# Work task:
The full set of records must be returned exactly, character for character.

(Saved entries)
· · · ·
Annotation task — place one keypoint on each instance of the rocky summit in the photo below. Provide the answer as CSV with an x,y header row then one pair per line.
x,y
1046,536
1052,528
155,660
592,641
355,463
· · · ·
# Response area:
Annotation task — place one keypoint on each instance of the rocky summit in the photo below. Provide the answer as CSV with an x,y header row then one pair per line.
x,y
1046,536
1052,528
155,660
592,641
355,463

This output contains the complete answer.